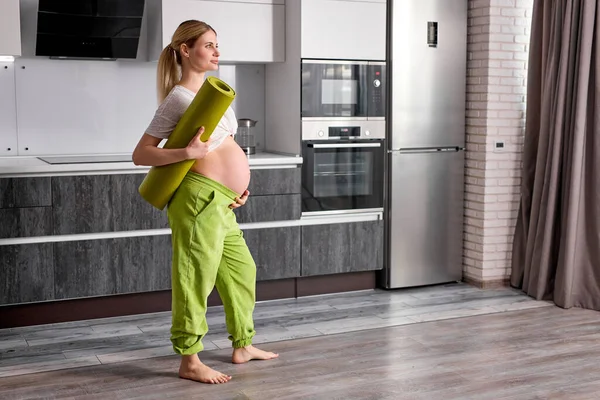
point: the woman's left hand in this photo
(240, 201)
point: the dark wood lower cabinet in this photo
(276, 252)
(26, 273)
(112, 266)
(337, 248)
(280, 207)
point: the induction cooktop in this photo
(87, 159)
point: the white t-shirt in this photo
(171, 110)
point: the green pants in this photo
(208, 250)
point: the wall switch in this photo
(499, 146)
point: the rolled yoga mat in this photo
(207, 109)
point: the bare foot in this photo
(192, 368)
(245, 354)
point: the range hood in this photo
(89, 29)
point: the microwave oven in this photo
(336, 92)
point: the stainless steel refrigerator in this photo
(427, 55)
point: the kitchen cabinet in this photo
(112, 266)
(25, 192)
(10, 28)
(102, 203)
(275, 181)
(247, 30)
(343, 29)
(26, 273)
(345, 247)
(270, 208)
(8, 107)
(276, 252)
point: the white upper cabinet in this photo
(247, 30)
(343, 29)
(10, 28)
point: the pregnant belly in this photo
(227, 164)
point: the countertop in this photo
(27, 166)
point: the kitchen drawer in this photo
(102, 203)
(275, 181)
(112, 266)
(25, 192)
(25, 222)
(26, 273)
(276, 252)
(270, 208)
(346, 247)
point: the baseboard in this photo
(491, 284)
(51, 312)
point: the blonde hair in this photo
(169, 62)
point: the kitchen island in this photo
(77, 241)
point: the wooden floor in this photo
(450, 342)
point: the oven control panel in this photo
(320, 130)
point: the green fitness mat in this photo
(207, 109)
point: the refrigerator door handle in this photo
(428, 150)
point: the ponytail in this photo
(169, 62)
(168, 73)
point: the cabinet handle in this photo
(343, 145)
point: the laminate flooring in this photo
(442, 342)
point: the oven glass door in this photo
(342, 175)
(334, 89)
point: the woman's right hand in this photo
(197, 149)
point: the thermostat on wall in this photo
(499, 146)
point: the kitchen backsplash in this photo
(90, 107)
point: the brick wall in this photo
(498, 37)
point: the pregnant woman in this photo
(208, 246)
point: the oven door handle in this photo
(342, 145)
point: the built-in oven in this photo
(342, 173)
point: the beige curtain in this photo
####
__記述課題__
上の項目をすべて、一字も変えずに書き写せ。画像は答えに含めないこと。

__解答全文__
point: the woman's left hand in this photo
(240, 201)
point: the dark wood lower cabinet in this photo
(276, 252)
(26, 273)
(112, 266)
(337, 248)
(280, 207)
point: the induction cooktop in this photo
(87, 159)
point: the white t-shirt in this photo
(171, 110)
point: the green pants in this photo
(208, 250)
point: the wall switch in this photo
(499, 146)
point: the rolled yoga mat in this photo
(207, 109)
point: the bare foot in this photo
(192, 368)
(245, 354)
point: the range hood in this photo
(89, 29)
point: the microwave oven in this photo
(336, 92)
point: the stainless steel refrigerator in this photo
(427, 55)
point: the kitchen cabinet in this photo
(112, 266)
(25, 192)
(10, 28)
(102, 203)
(275, 181)
(247, 30)
(343, 29)
(26, 273)
(345, 247)
(270, 208)
(8, 107)
(276, 252)
point: the white upper cabinet in this photo
(247, 30)
(343, 29)
(10, 28)
point: the pregnant belly in this photo
(227, 164)
point: the countertop in this photo
(27, 166)
point: the kitchen drawer in this photo
(102, 203)
(275, 181)
(112, 266)
(25, 192)
(25, 222)
(26, 273)
(276, 252)
(270, 208)
(346, 247)
point: the baseboard in this photo
(491, 284)
(51, 312)
point: the blonde hair in this photo
(169, 62)
point: the kitchen island in this photo
(77, 241)
point: the wooden floor in this photo
(450, 342)
point: the oven control panel in this photo
(320, 130)
point: the green fitness mat in this photo
(207, 109)
point: the refrigerator door handle in this photo
(428, 150)
point: the ponytail in this photo
(169, 62)
(168, 73)
point: the cabinet handle in this photo
(343, 145)
point: the laminate flooring in this photo
(442, 342)
point: the oven glass door in this photo
(342, 175)
(334, 89)
point: the woman's right hand in this photo
(197, 149)
point: the thermostat on wall in this photo
(499, 146)
point: the kitchen backsplash in this photo
(90, 107)
point: the brick wall in this photo
(498, 37)
point: the pregnant woman in this photo
(208, 246)
point: the oven door handle in this photo
(342, 145)
point: the built-in oven in this photo
(342, 173)
point: the beige curtain in this photo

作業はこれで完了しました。